• _RECORDS SHOWN_:
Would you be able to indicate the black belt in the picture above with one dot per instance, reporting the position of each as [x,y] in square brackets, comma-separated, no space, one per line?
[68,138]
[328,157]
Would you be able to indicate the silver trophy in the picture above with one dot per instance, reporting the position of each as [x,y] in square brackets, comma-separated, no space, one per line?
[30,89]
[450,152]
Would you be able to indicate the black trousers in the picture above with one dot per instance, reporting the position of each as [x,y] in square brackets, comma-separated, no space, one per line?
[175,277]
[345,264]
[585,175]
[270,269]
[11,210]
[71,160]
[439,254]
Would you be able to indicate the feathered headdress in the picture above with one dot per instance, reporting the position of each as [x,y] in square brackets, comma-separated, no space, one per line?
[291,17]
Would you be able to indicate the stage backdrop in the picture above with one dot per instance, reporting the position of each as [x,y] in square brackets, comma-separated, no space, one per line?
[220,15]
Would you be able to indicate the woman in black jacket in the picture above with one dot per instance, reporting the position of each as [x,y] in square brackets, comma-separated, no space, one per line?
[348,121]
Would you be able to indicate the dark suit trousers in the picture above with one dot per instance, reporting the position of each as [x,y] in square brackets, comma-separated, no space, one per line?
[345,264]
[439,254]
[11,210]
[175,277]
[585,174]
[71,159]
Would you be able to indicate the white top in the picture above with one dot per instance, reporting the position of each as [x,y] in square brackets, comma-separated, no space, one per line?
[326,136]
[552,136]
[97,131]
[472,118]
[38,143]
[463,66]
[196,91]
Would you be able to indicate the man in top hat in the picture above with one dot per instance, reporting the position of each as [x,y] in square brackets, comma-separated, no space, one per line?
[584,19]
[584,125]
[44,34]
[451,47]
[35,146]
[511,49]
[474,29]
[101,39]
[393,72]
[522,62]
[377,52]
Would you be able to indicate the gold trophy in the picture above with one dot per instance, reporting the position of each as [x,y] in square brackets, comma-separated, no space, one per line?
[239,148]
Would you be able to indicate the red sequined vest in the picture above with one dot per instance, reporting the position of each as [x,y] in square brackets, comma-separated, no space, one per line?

• _DESCRIPTION OF THE TASK_: Copy each line of the data above without altering a single character.

• _EXERCISE SOLUTION_:
Would you be able to indicate the black belt in the picture above with one dot per instance, reporting the position of each as [x,y] in square brackets, comma-separated, no space, one per line?
[68,138]
[328,157]
Would you be able to indicate the silver trophy in the picture above with one dot per instance, reporting the position of each as [x,y] in square brackets, comma-separated, no space, one per line?
[30,89]
[450,152]
Would you be able to indicate the black trousers in the picture above with one dot per instance, reporting the position of each as [x,y] in square brackets, comma-separated, no space, one per line?
[175,277]
[345,264]
[585,175]
[270,269]
[11,210]
[71,160]
[439,254]
Would you be able to indicate the feathered headdress in the picture above with one dot per instance, reporting the position of each as [x,y] in square brackets, comma-separated, no space, one per line?
[291,17]
Would you be able to indicate the stage backdrop in the picture above with one dot per instance, reporting the position of each as [x,y] in square brackets, comma-separated, no space, one per line?
[220,15]
Would you be able to indicate the woman in black jacket in the picture above with one dot per instance, reporting the position of each as [x,y] in square brackets, comma-separated, no space, one per line?
[348,121]
Would you be able to indicate the dark suit trousers in the picture above with one dot per instance, reporting the position of each as [x,y] in square brackets, comma-separated, no space, one per line?
[345,264]
[439,254]
[11,210]
[175,277]
[585,174]
[71,159]
Would you be able to indicate the white top in the picture above with one dot per instance, reporting the position of each as [x,y] in square brackets, comma-separated, no space, one per line?
[326,136]
[552,136]
[97,131]
[472,118]
[38,143]
[463,66]
[196,91]
Would you be able to indicate the man in top hat in the picture above with one dot per instance, reporting the position of each as [x,y] in square brackets, comma-separated, no space, one per line?
[584,19]
[584,125]
[44,34]
[451,47]
[35,146]
[511,49]
[474,29]
[101,39]
[393,72]
[522,62]
[377,52]
Would you be able to indicate the gold trophy in the picture above with one dot per instance, reporting the position of each as [x,y] in square brackets, comma-separated, no space, one per line?
[239,148]
Would you be able to indicate the red sequined vest in the picture above with one dot per instance, reporting the position of each as [x,y] in square brackets, comma-separated, no space, one per line?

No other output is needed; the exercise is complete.